--- Begin Listed records ---

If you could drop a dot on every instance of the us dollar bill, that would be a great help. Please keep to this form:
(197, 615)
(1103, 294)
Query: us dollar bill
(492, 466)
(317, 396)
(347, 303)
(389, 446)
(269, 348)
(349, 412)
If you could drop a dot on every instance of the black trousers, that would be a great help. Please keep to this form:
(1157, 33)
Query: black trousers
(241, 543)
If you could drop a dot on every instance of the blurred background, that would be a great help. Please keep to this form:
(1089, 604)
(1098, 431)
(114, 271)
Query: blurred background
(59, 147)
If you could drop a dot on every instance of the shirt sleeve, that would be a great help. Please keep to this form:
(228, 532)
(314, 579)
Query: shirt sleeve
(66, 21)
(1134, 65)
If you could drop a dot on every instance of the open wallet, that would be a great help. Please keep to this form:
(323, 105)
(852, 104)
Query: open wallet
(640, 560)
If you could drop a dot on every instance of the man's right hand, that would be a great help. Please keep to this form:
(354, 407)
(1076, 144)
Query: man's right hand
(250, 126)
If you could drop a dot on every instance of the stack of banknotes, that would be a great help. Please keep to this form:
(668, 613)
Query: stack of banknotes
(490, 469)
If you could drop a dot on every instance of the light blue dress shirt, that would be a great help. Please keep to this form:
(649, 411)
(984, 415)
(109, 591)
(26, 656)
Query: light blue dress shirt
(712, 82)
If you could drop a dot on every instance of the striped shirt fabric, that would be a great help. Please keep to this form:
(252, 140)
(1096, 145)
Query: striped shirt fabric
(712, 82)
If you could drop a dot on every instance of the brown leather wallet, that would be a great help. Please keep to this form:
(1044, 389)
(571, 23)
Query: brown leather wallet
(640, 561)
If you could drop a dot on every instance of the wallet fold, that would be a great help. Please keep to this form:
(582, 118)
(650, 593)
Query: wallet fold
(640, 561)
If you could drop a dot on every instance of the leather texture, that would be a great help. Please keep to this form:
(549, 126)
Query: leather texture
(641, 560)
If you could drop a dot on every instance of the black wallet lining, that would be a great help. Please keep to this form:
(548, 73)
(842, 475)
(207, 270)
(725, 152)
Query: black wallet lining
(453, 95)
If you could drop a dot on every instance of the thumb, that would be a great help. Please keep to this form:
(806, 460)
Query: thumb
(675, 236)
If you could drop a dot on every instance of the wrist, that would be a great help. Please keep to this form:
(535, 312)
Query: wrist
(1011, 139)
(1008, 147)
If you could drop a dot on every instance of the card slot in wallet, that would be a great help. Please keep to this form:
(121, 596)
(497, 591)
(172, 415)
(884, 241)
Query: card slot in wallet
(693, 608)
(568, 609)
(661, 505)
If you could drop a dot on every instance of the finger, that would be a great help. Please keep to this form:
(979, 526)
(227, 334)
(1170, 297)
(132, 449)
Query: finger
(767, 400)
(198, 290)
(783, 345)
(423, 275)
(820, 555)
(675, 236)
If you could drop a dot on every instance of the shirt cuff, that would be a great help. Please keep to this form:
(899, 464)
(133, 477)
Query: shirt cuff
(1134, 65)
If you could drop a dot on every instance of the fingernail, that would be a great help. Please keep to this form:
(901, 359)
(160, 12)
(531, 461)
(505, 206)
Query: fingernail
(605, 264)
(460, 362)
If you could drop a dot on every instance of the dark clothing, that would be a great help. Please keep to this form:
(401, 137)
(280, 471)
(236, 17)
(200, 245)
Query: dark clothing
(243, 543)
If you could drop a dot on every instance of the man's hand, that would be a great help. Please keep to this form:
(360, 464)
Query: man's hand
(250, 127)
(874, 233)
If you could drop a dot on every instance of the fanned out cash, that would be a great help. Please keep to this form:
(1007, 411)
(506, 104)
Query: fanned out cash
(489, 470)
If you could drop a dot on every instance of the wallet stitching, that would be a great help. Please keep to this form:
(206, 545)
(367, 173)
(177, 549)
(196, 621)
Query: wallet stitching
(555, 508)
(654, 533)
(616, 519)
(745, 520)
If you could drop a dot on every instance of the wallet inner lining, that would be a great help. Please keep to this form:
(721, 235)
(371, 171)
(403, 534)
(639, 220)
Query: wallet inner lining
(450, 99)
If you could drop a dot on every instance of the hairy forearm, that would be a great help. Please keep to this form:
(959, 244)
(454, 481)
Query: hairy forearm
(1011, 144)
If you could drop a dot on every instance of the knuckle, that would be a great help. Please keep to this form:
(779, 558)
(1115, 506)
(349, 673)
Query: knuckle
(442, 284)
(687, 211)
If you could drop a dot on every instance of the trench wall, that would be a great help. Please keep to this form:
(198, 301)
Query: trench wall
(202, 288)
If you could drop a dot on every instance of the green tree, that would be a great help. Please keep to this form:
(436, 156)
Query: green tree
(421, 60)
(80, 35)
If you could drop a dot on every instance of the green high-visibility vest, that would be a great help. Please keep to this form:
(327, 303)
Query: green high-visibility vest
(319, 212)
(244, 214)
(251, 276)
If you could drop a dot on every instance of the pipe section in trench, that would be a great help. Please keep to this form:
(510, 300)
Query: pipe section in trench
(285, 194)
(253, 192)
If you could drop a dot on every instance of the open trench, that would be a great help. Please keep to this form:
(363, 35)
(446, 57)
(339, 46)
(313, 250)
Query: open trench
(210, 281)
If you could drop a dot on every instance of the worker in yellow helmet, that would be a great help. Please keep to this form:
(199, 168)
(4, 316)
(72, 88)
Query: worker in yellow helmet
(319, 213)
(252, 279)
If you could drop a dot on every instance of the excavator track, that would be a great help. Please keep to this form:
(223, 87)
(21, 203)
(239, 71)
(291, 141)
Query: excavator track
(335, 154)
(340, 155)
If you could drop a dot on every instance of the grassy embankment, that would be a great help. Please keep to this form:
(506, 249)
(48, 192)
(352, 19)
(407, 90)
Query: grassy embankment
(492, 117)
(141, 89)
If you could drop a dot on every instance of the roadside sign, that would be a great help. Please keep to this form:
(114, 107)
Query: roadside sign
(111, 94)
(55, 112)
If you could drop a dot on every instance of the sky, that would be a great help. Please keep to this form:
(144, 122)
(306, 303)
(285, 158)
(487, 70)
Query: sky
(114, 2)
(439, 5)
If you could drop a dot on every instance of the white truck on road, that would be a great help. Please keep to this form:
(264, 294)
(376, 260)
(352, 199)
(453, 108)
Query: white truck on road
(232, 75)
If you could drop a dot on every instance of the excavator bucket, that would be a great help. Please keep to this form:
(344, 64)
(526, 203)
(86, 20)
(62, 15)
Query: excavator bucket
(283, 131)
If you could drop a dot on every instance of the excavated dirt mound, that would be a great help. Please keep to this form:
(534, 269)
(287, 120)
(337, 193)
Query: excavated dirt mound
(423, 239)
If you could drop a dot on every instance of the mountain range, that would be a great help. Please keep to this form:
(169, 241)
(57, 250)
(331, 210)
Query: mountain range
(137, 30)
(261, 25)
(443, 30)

--- End Listed records ---

Exactly as shown, repeat every record.

If you could drop a dot on every instance of the us dollar bill, that would be a great help. Please keep to this form:
(197, 615)
(1103, 294)
Query: us dollar bill
(492, 466)
(317, 396)
(347, 303)
(389, 446)
(269, 348)
(349, 412)
If you could drop a dot on every instance of the black trousers, that would be a great help. Please keep to this form:
(1157, 33)
Query: black trousers
(241, 543)
If you could drop a dot on every instance of the blurred background, that would be a great help. Please keep to this form:
(1089, 604)
(1098, 431)
(114, 271)
Query: blurred background
(59, 147)
If you could drop a dot on every instance of the shirt sleeve, that would be a great help. Please keep to this form:
(228, 532)
(314, 579)
Query: shirt sleeve
(66, 21)
(1134, 65)
If you could drop a dot on every instance of the open wallet, that would be a great help. Please keep to this form:
(323, 105)
(852, 104)
Query: open wallet
(640, 560)
If you could drop a dot on every instance of the man's right hand, that would be a great help. Please keep to this form:
(354, 407)
(1076, 144)
Query: man's right hand
(250, 126)
If you could drop a dot on every instance of the stack of banknotes, that would be a great help. Please keep to this form:
(668, 613)
Query: stack of banknotes
(490, 469)
If you could drop a dot on every instance of the light blue dress shirt, that would be a great help. Please keep to this form:
(649, 411)
(984, 415)
(109, 591)
(26, 656)
Query: light blue dress shirt
(712, 82)
If you could drop a dot on every instance of the striped shirt fabric, that would be a great help. Please keep to this form:
(252, 140)
(1096, 145)
Query: striped shirt fabric
(712, 82)
If you could drop a dot on every instance of the brown leather wallet, that would be a great help. Please keep to this form:
(1044, 389)
(571, 23)
Query: brown leather wallet
(640, 561)
If you could drop a dot on every instance of the wallet fold, that would be a great help. Please keep to this form:
(582, 118)
(650, 593)
Query: wallet fold
(640, 561)
If you could drop a dot on every instance of the leather texture, that would be a great help. Please keep to this form:
(549, 126)
Query: leather texture
(641, 560)
If you could drop a dot on every instance of the black wallet lining, that would be a great help. Please keep to this form:
(548, 73)
(842, 475)
(207, 270)
(725, 152)
Query: black wallet lining
(453, 95)
If you could drop a dot on every instance of the thumb, that would be a great help. Please keep to this form:
(806, 460)
Query: thumb
(675, 236)
If you could drop a dot on every instance of the wrist, that would be a great help. Please keep to this form:
(535, 312)
Query: wrist
(1011, 139)
(1008, 147)
If you could drop a dot on every instance of the card slot in wallet, that would be a great help. Please keep to this form:
(121, 596)
(497, 591)
(172, 415)
(884, 241)
Query: card slot in wallet
(693, 608)
(568, 609)
(661, 505)
If you could drop a dot on every instance of the finger, that would be a great help. Please keep to this form:
(979, 526)
(227, 334)
(1170, 297)
(132, 449)
Query: finger
(767, 400)
(198, 290)
(783, 345)
(423, 275)
(820, 555)
(675, 236)
If you could drop a dot on every instance of the shirt cuff, that would be a great help. Please keep to this form:
(899, 464)
(133, 477)
Query: shirt cuff
(1134, 65)
If you could drop a dot on every instance of the fingernail, that would be a great help. Please keep to this form:
(901, 359)
(160, 12)
(531, 461)
(505, 206)
Query: fingernail
(605, 264)
(460, 362)
If you could drop a dot on every instance of the dark clothing, that would be a great help. Please keep to this form:
(401, 137)
(280, 471)
(236, 17)
(200, 245)
Query: dark clothing
(243, 543)
If you could drop a dot on every instance of the man's hand, that would be a great help. Please keep to this form:
(360, 464)
Query: man's hand
(250, 127)
(874, 233)
If you could drop a dot on every instance of the fanned out cash, that would be a great help. Please keep to this form:
(1007, 411)
(506, 104)
Query: fanned out cash
(489, 470)
If you could drop a dot on every instance of the wallet stitching, that would be a great help. Please keep to this form:
(206, 545)
(367, 173)
(177, 549)
(196, 621)
Query: wallet stitching
(555, 508)
(654, 533)
(616, 519)
(745, 520)
If you could drop a dot on every instance of the wallet inner lining, that would be a great help. Please keep to this form:
(721, 235)
(371, 171)
(403, 534)
(639, 220)
Query: wallet inner lining
(450, 99)
If you could drop a dot on every instance of the hairy forearm, that would be a great help. Please keep to this form:
(959, 244)
(454, 481)
Query: hairy forearm
(1011, 144)
If you could drop a dot on every instance of the knuckle, that would be a great help. Please keep to this form:
(779, 558)
(1115, 506)
(349, 673)
Query: knuckle
(442, 284)
(687, 211)
If you could drop a dot on every instance of the trench wall, that would be a great help. Please keep to this form:
(198, 301)
Query: trench wall
(202, 288)
If you could drop a dot on every instance of the green tree, that would be a great help. Please keep to this form:
(436, 156)
Query: green tree
(421, 60)
(80, 35)
If you could drop a dot on every instance of the green high-visibility vest, that would be a great help. Please keep to this form:
(327, 303)
Query: green high-visibility vest
(319, 212)
(244, 214)
(251, 276)
If you could drop a dot on every instance of the pipe section in trench, that would be a great help. Please keep to this form:
(510, 300)
Query: pipe section in trench
(285, 194)
(253, 192)
If you could drop a dot on every instance of the open trench, that would be a great help. Please keep to this form:
(363, 35)
(446, 57)
(339, 46)
(313, 250)
Query: open trench
(210, 281)
If you could drop a dot on every instance of the worker in yellow helmet, that would be a great help. Please keep to this form:
(199, 168)
(4, 316)
(72, 88)
Query: worker in yellow helmet
(319, 213)
(252, 279)
If you could drop a dot on every instance of the excavator track, that would be a great help. Please keep to this form:
(223, 87)
(21, 203)
(239, 71)
(291, 141)
Query: excavator track
(335, 154)
(340, 155)
If you could drop a dot on every instance of the grassy embankment, that would be a great help. Please keep to this form:
(506, 249)
(48, 192)
(352, 19)
(407, 90)
Query: grassy embankment
(492, 117)
(141, 89)
If you could drop a dot on every instance of the roadside sign, that would be a great help. Please keep to this form:
(114, 107)
Query: roadside sign
(111, 94)
(55, 112)
If you could drop a dot on every instance of the sky, that would be a great help. Please keep to this form:
(144, 122)
(306, 303)
(285, 158)
(487, 70)
Query: sky
(114, 2)
(439, 5)
If you could drop a dot on every instance of the white truck on road, that would be a great help. Please keep to this form:
(264, 294)
(376, 260)
(352, 199)
(453, 108)
Query: white truck on road
(232, 75)
If you could drop a dot on every instance of the excavator bucket, that would be a great help. Please keep to this form:
(344, 64)
(526, 203)
(86, 20)
(62, 15)
Query: excavator bucket
(283, 131)
If you could drop a dot on every instance of the excavated dirt mound, that would be a great help. Please keep to this form:
(534, 269)
(287, 120)
(337, 193)
Query: excavated dirt mound
(423, 239)
If you could drop a dot on every instance of the mountain range, that would be a great help. Please keep to this form:
(169, 241)
(57, 250)
(331, 210)
Query: mountain range
(137, 30)
(261, 25)
(443, 30)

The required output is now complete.